Quoted passage.
──────────

Each spring you can count on green buds of life bursting forth from barren trees, an influx of tourists choking the National Mall, and the Taliban announcing their seasonal jihad.
“You realize that some areas of our beloved homeland are still under the infidel occupation of American invaders and their allied forces,” begins the Taliban announcement, posted on their English-language website that disseminates Stone Age ideology for the digital age. “…For the sake of well-coordinated and better-organized military activities, the Al Khandaq Jihadi operations will be launched.”
“The planning and strategy of the Al Khandaq Jihadi operations are organized by the expert and proficient skilled cadre of the Military Commission of the Islamic Emirate which is based on guerilla, offensive, infiltrated and various other new and intricate tactics against the new war strategy of the enemy, mainly focusing on crushing, killing and capturing American invaders and their supporters,” the statement continued.
Second verse, same as the first. These, of course, are rote threats rekindled for a new spring.
It’s not even like they took the winter off. Dozens of people, including four Americans, were murdered in January’s attack on the Inter-Continental Hotel in Kabul; a week later, more than 100 people were slain when the terror group detonated an ambulance packed with explosives in central Kabul.

──────────

Records.

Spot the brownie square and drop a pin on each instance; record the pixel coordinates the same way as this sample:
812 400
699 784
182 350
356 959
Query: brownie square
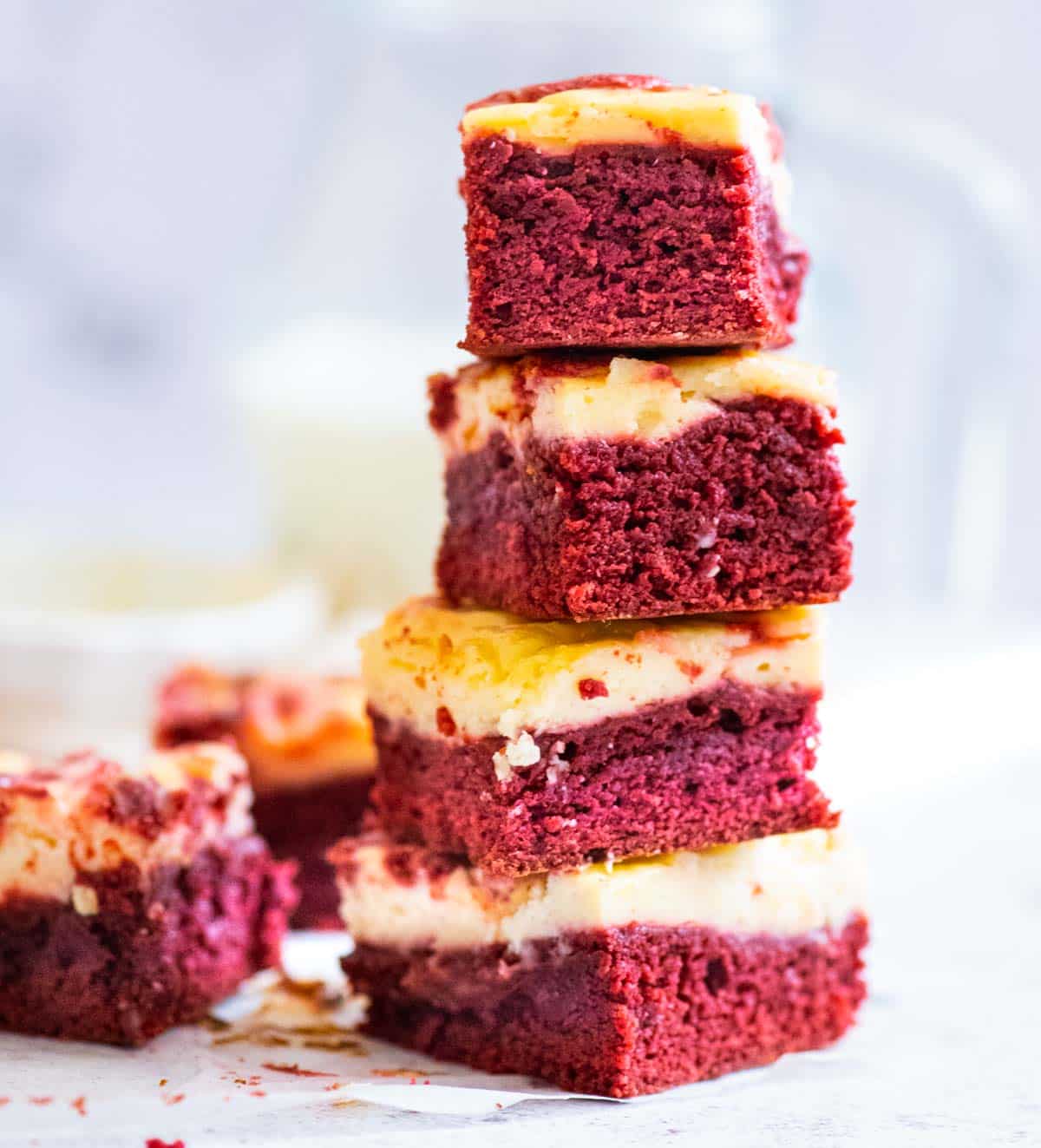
131 902
618 487
309 749
525 746
621 212
618 981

──────────

What this exercise asks.
- a) According to the article on the Taliban's spring offensive, how many people were killed when the group detonated an explosives-packed ambulance in central Kabul?
- b) Extend the article on the Taliban's spring offensive from the point where it stops.
The rows are material separate from the article on the Taliban's spring offensive.

Expected outputs.
- a) More than 100 people were killed.

- b)
But summertime is terror time, the Taliban have long reasoned, and this time they vow that the “primary target will be the American invaders and their intelligence agents”—the latter allowing a wide interpretive berth for choosing victims.
“Their internal supporters will be dealt with as a secondary target while the present and future mischievous plots of the mischief-mongers will be nipped in the bud,” the Taliban added.
Along with mischievous bud-nipping, the Taliban aren’t shy about using the April 2 attack by the Afghan Air Force on a madrassa in Kunduz province for not only their recruiting aims but in trying to coax the populace over to their side. Afghan officials said there were 59 victims in the airstrike, the majority of them children; Afghan defense officials said the school was a Taliban training center. The Taliban decided they had a linchpin for their summer PR campaign.
The Taliban were also faithfully crafting and spreading fake news long before it was a hashtag. The group’s press releases have frequently claimed exorbitant casualty counts as well as obliterated tanks and aircraft that are very much still intact, and spouted victorious retellings that rival Saddam Hussein’s legendary information minister Baghdad Bob. Their latest yarn is meant to scare civilians into leaning on their Taliban “protectors,” as they claimed earlier this month that President Donald Trump has directed troops “to indiscriminately kill the kith and kin of those Afghans who resist against the American forces.” In reality, U.S. forces in Afghanistan have been advising, augmenting behind-the-scenes support with strikes on the opium processing facilities that line terrorists’ pockets on the backs of addicts.
The Department for the Prevention of Civilian Losses and Casualties is actually a thing in Talibanland, and this very ironic creation demanded “a clarification on a high level” from the U.S. “about their forces who are directed to indiscriminately kill the families of those people who resist against them, including women and children who are definitely civilian people.”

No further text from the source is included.